Without including the pictures, copy out every line below.

==== Records to process ====

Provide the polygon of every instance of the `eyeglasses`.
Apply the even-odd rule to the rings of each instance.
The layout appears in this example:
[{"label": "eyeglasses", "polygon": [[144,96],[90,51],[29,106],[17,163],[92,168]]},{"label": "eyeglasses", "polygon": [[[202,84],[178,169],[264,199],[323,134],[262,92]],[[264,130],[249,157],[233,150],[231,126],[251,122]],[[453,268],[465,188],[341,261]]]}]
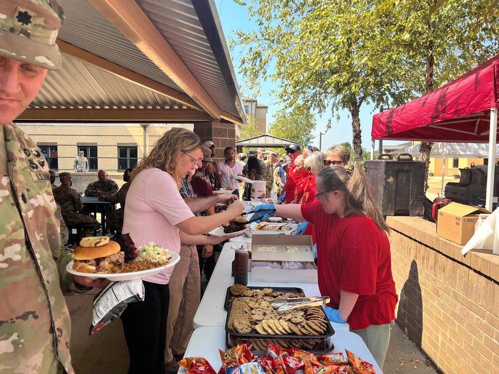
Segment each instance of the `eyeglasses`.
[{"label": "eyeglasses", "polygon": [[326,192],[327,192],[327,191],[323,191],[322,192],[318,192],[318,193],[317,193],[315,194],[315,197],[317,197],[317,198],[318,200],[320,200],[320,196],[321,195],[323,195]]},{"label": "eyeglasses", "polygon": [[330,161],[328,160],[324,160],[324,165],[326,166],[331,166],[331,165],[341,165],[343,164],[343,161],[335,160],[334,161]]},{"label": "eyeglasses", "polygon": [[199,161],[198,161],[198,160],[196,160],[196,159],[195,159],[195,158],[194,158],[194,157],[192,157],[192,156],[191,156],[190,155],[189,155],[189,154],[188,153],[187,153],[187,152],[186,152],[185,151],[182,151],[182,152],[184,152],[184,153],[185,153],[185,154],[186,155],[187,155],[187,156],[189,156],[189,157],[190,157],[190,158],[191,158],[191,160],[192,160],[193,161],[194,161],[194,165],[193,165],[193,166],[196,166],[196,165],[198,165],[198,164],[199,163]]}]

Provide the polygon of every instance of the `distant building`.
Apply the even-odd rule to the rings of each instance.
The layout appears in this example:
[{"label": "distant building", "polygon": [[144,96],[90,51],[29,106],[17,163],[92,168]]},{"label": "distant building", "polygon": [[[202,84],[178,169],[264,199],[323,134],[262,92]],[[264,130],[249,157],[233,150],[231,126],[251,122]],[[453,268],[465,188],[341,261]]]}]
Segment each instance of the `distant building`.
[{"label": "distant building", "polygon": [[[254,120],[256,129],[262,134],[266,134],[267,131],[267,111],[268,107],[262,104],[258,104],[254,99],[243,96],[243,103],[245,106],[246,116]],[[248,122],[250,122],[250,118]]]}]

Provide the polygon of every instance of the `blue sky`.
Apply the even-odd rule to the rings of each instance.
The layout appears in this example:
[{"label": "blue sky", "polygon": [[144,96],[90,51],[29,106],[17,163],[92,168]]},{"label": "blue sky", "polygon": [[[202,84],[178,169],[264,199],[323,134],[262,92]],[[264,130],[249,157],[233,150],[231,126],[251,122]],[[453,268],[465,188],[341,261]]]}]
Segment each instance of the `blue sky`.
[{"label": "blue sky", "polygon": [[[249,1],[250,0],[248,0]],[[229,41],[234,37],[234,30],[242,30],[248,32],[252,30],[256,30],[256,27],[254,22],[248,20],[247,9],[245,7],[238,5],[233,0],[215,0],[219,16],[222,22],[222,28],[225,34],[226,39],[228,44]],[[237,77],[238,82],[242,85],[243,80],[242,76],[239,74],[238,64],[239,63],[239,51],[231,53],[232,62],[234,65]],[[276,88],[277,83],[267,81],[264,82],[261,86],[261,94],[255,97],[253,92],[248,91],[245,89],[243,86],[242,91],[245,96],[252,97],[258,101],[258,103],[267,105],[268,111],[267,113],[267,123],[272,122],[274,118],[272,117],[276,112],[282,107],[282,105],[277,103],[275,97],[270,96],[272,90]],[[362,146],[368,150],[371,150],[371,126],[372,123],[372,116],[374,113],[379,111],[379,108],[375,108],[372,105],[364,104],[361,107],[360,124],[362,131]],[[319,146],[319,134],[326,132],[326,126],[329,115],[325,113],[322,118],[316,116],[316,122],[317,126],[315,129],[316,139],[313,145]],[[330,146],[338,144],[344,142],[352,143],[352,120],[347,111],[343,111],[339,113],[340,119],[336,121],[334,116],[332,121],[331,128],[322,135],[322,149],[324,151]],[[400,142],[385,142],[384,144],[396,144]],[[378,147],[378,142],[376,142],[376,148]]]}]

====

### Exercise solution
Provide the polygon of every instance of the `eyeglasses`.
Apply the even-odd rule to the rings of each instance.
The layout appears in this example:
[{"label": "eyeglasses", "polygon": [[144,96],[90,51],[29,106],[17,163],[92,168]]},{"label": "eyeglasses", "polygon": [[[202,84],[178,169],[264,199],[323,134],[262,92]],[[264,130],[249,157],[233,150],[231,126],[251,122]],[[453,268],[465,188],[341,261]]]}]
Segment each instance of the `eyeglasses`.
[{"label": "eyeglasses", "polygon": [[326,192],[327,192],[327,191],[323,191],[322,192],[318,192],[318,193],[317,193],[315,194],[315,197],[317,197],[317,198],[318,200],[320,200],[320,196],[321,195],[323,195]]},{"label": "eyeglasses", "polygon": [[330,161],[328,160],[324,160],[324,165],[326,166],[331,166],[331,165],[341,165],[343,164],[343,161],[335,160],[334,161]]},{"label": "eyeglasses", "polygon": [[199,161],[198,161],[198,160],[196,160],[196,159],[195,159],[195,158],[194,158],[194,157],[192,157],[192,156],[191,156],[190,155],[189,155],[189,154],[188,153],[187,153],[187,152],[186,152],[185,151],[182,151],[182,152],[184,152],[184,153],[185,153],[185,154],[186,155],[187,155],[187,156],[189,156],[189,157],[190,157],[190,158],[191,158],[191,160],[192,160],[193,161],[194,161],[194,165],[193,165],[193,166],[196,166],[196,165],[198,165],[198,164],[199,163]]}]

Provide the polygon of every instance of the `distant building`.
Apply the even-odd rule to the rings of each instance.
The layout appears in this example:
[{"label": "distant building", "polygon": [[144,96],[90,51],[29,106],[17,163],[92,168]]},{"label": "distant building", "polygon": [[[202,84],[178,169],[264,199],[323,134],[262,92]],[[264,130],[249,157],[233,150],[231,126],[251,122]],[[453,268],[465,188],[341,261]]]}]
Segment each instance of the `distant building`.
[{"label": "distant building", "polygon": [[[254,120],[256,129],[262,134],[266,134],[267,131],[267,111],[268,107],[262,104],[258,104],[254,99],[243,96],[243,103],[245,106],[246,116]],[[248,122],[250,122],[250,118]]]}]

Provide the polygon of every instance of the `blue sky`.
Apply the even-odd rule to the rings of each instance.
The layout appears in this example:
[{"label": "blue sky", "polygon": [[144,96],[90,51],[29,106],[17,163],[92,168]]},{"label": "blue sky", "polygon": [[[202,84],[178,169],[264,199],[323,134],[262,92]],[[264,130],[249,157],[233,150],[231,126],[251,122]],[[453,268],[465,188],[341,261]]]}]
Segment each instance of the `blue sky`.
[{"label": "blue sky", "polygon": [[[249,1],[250,0],[248,0]],[[229,41],[234,37],[234,30],[242,30],[248,32],[252,30],[256,30],[256,27],[254,22],[248,20],[247,9],[245,7],[238,5],[233,0],[215,0],[219,16],[222,22],[222,28],[225,34],[226,39],[228,44]],[[237,77],[238,82],[242,85],[243,80],[242,76],[239,74],[238,64],[239,63],[239,51],[231,53],[232,62],[234,65]],[[276,88],[277,83],[267,81],[264,82],[261,86],[261,94],[255,97],[253,92],[248,91],[245,89],[243,86],[242,91],[245,96],[252,97],[258,101],[258,103],[267,105],[268,111],[267,113],[267,123],[272,122],[274,118],[272,117],[276,112],[282,107],[282,105],[277,103],[275,97],[270,96],[272,90]],[[362,146],[368,150],[371,150],[371,126],[372,123],[372,116],[374,113],[379,111],[379,108],[375,108],[372,105],[364,104],[361,107],[360,124],[362,131]],[[319,146],[319,134],[326,132],[326,126],[329,115],[325,113],[322,118],[316,116],[316,122],[317,126],[315,129],[316,139],[313,145]],[[330,146],[338,144],[344,142],[352,143],[352,120],[347,111],[343,111],[339,113],[340,119],[336,121],[334,116],[332,121],[331,128],[322,135],[322,149],[324,151]],[[400,142],[385,142],[384,144],[396,144]],[[378,147],[378,142],[376,142],[376,148]]]}]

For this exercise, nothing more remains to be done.